▶ **INSTRUCTIONS TO FOLLOW**:
Lines holding the string "jacket" are the ones to copy from this listing.

▶ **GIVEN DATA**:

◆ ◆ ◆

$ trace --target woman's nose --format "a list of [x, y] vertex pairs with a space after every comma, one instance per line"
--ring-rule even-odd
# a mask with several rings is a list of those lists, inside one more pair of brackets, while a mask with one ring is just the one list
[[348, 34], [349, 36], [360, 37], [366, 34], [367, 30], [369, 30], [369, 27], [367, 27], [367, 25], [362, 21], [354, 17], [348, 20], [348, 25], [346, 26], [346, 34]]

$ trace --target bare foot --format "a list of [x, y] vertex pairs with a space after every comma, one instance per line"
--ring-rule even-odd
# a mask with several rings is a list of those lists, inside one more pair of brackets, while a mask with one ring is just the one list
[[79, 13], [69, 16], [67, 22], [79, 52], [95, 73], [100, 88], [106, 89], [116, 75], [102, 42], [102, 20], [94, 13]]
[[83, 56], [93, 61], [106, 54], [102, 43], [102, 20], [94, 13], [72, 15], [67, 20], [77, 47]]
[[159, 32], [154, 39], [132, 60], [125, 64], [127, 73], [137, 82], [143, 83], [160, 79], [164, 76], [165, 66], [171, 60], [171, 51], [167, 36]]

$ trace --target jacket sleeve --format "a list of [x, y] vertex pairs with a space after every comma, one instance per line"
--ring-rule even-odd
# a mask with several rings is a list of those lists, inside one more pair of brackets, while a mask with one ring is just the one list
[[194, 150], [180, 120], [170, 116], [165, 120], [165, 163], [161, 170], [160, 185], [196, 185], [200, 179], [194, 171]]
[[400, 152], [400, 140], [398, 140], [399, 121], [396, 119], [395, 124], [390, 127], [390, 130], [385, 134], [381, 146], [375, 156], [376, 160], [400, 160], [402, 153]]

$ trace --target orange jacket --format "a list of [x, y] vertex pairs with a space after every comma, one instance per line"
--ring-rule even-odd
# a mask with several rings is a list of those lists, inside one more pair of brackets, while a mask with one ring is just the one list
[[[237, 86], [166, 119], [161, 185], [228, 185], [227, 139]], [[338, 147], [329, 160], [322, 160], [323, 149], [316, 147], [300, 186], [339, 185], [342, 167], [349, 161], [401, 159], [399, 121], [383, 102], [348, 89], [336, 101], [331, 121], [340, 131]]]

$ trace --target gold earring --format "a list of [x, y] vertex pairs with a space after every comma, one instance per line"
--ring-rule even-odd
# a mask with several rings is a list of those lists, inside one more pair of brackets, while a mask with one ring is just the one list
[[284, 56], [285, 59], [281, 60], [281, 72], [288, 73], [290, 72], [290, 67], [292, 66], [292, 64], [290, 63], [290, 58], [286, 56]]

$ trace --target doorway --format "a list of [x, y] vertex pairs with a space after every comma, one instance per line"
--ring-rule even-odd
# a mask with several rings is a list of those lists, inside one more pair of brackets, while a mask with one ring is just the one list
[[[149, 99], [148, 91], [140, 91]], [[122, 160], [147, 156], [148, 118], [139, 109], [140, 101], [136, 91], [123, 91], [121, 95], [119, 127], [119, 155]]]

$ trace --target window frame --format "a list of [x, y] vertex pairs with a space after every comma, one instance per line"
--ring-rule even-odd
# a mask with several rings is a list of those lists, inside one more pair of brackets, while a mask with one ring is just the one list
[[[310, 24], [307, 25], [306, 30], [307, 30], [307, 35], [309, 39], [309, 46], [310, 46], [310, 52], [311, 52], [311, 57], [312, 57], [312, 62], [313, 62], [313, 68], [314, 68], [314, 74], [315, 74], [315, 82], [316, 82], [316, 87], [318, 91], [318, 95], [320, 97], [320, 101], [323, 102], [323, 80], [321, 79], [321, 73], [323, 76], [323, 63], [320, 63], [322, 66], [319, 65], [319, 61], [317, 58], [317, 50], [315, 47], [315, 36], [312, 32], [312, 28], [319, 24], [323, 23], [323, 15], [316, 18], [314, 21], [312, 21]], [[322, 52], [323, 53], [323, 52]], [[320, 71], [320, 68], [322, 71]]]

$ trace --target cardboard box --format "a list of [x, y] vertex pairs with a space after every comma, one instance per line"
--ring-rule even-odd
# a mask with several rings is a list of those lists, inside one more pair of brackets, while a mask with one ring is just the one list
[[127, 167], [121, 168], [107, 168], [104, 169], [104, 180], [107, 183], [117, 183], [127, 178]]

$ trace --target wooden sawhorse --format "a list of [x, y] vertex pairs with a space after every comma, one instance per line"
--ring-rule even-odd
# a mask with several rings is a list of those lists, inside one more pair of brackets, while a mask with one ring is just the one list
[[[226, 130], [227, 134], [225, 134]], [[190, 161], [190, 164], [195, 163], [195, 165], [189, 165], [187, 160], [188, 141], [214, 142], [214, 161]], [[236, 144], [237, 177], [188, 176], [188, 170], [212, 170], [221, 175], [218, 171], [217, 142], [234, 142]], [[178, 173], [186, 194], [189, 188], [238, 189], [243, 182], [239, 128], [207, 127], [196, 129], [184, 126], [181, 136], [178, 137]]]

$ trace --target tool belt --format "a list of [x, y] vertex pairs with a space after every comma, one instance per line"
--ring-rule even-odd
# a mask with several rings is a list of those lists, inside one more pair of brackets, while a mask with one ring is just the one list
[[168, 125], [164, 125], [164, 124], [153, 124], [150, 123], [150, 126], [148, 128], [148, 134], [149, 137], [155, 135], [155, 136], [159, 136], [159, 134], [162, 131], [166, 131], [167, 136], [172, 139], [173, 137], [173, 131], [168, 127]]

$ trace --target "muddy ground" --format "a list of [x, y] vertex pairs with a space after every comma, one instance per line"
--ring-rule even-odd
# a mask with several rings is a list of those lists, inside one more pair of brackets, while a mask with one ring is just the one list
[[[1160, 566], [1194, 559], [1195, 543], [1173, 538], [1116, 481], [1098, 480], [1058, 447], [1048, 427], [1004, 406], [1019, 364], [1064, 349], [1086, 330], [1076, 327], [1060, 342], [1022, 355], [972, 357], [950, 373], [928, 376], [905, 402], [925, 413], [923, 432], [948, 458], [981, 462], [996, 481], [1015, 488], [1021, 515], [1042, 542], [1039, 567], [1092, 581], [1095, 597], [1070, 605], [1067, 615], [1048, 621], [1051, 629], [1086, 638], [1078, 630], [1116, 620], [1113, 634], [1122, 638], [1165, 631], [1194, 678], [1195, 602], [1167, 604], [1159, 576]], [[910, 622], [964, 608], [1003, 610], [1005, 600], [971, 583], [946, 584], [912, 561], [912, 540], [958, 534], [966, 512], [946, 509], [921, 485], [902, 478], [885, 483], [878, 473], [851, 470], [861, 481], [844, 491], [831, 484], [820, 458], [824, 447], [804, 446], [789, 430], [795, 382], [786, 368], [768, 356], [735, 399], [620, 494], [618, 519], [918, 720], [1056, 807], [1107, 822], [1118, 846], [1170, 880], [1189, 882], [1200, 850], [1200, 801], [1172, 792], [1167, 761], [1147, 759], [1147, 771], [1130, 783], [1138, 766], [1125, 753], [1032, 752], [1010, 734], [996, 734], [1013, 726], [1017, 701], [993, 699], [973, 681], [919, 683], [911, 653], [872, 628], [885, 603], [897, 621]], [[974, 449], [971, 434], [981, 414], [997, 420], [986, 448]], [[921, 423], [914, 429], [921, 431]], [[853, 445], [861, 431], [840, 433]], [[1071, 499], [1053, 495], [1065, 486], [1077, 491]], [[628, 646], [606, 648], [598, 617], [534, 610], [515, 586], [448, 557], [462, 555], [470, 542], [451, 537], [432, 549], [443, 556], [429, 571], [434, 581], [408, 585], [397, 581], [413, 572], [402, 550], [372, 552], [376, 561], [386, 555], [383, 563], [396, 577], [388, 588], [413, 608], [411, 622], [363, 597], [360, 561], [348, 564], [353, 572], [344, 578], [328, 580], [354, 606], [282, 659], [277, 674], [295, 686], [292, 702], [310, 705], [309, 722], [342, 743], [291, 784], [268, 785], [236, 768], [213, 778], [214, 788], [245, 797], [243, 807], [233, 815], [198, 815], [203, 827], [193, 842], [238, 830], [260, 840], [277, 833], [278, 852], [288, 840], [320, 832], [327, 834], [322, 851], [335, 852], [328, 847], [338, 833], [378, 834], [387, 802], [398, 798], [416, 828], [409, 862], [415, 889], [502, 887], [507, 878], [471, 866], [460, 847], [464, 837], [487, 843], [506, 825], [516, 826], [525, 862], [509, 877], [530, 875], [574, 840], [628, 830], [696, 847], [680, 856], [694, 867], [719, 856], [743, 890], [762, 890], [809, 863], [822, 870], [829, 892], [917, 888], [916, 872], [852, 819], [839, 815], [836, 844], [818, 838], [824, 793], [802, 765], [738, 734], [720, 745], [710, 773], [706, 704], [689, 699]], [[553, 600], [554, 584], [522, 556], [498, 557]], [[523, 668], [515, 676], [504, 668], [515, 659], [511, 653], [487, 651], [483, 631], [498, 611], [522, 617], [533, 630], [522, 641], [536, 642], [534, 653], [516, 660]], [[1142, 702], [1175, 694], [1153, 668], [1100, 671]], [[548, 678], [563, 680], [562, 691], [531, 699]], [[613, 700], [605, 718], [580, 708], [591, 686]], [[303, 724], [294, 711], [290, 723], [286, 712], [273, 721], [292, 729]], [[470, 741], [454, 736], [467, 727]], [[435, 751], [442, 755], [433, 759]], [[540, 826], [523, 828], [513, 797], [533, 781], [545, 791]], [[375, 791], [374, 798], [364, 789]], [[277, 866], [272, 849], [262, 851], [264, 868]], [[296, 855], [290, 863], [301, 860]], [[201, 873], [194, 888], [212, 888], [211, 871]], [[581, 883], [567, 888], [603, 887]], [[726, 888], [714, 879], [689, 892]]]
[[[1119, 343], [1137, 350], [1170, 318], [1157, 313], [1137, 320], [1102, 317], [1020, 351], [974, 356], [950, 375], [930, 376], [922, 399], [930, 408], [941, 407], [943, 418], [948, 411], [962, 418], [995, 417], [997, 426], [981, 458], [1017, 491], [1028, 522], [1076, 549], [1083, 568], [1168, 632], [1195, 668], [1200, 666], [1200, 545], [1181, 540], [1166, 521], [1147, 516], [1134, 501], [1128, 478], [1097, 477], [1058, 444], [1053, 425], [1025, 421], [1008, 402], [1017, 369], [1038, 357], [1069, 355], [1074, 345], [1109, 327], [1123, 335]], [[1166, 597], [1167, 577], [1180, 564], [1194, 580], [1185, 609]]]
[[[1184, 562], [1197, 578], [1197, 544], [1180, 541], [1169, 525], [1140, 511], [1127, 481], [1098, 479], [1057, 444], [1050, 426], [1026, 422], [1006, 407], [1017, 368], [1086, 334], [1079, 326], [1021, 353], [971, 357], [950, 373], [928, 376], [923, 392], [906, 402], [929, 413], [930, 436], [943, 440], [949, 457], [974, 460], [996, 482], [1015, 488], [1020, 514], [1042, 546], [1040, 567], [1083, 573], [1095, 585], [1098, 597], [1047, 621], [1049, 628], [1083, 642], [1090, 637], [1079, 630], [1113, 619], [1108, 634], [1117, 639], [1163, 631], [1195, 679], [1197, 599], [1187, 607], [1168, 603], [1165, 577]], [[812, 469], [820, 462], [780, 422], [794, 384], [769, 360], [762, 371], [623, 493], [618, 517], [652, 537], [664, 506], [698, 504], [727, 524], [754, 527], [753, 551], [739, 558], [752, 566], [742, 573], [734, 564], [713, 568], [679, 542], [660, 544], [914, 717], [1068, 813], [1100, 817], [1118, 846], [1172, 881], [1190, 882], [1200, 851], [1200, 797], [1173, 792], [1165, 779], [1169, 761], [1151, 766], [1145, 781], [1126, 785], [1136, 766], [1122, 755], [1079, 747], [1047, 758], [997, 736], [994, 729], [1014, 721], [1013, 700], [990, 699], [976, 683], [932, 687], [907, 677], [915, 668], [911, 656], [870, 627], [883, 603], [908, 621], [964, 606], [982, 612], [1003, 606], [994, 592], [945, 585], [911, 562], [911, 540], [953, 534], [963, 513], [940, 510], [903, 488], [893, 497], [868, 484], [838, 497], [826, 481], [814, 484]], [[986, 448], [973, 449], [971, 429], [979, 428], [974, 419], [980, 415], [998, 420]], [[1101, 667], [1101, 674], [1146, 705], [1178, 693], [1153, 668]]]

◆ ◆ ◆

▶ **RESPONSE TO THE TASK**:
$ trace --target jacket sleeve --format "a list of [x, y] vertex pairs with a space after every comma, one instance per line"
$ trace --target orange jacket --format "a list of [x, y] vertex pairs with a space after every comma, one instance per line"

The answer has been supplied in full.